Instructions for the task
Can you write out every row below again, requests included, with each bounding-box coordinate in the answers scaled by 0.6 and rounded to a whole number, halves rounding up? Leave the pictures out.

Dataset rows

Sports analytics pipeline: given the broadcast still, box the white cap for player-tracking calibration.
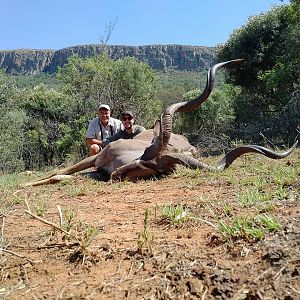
[99,104,110,110]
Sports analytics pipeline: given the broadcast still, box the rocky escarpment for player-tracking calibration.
[0,49,55,74]
[0,45,214,74]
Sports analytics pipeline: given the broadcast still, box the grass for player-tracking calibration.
[219,214,280,242]
[162,205,190,225]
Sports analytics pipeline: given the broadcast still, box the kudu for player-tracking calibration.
[26,59,297,186]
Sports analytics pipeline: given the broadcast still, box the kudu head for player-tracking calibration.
[141,59,243,161]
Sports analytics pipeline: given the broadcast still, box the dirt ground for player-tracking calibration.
[0,155,300,300]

Answer to the exercise
Sports analytics pipeline: given the broadcast still, box the white cap for player-tracking calibration.
[59,62,66,66]
Sports analytics pipeline: given the broadcast still, box the rocky escarpment for player-tracking calibration.
[0,29,33,44]
[0,27,128,44]
Sports analytics pipeline: given the broadcast still, box the grass for player-tracking calibration.
[131,128,168,145]
[97,123,114,135]
Sports analytics pipeline: given the broadcast still, box the kudu for player-tracking calibration.
[16,35,178,112]
Sports analytics pipeline: given the broadcast still, box the kudu head for player-tracking calibration.
[85,35,146,97]
Sports analytics pipeline: given the broadcast still, box the dirt ground for player-tracking calibration.
[0,93,180,180]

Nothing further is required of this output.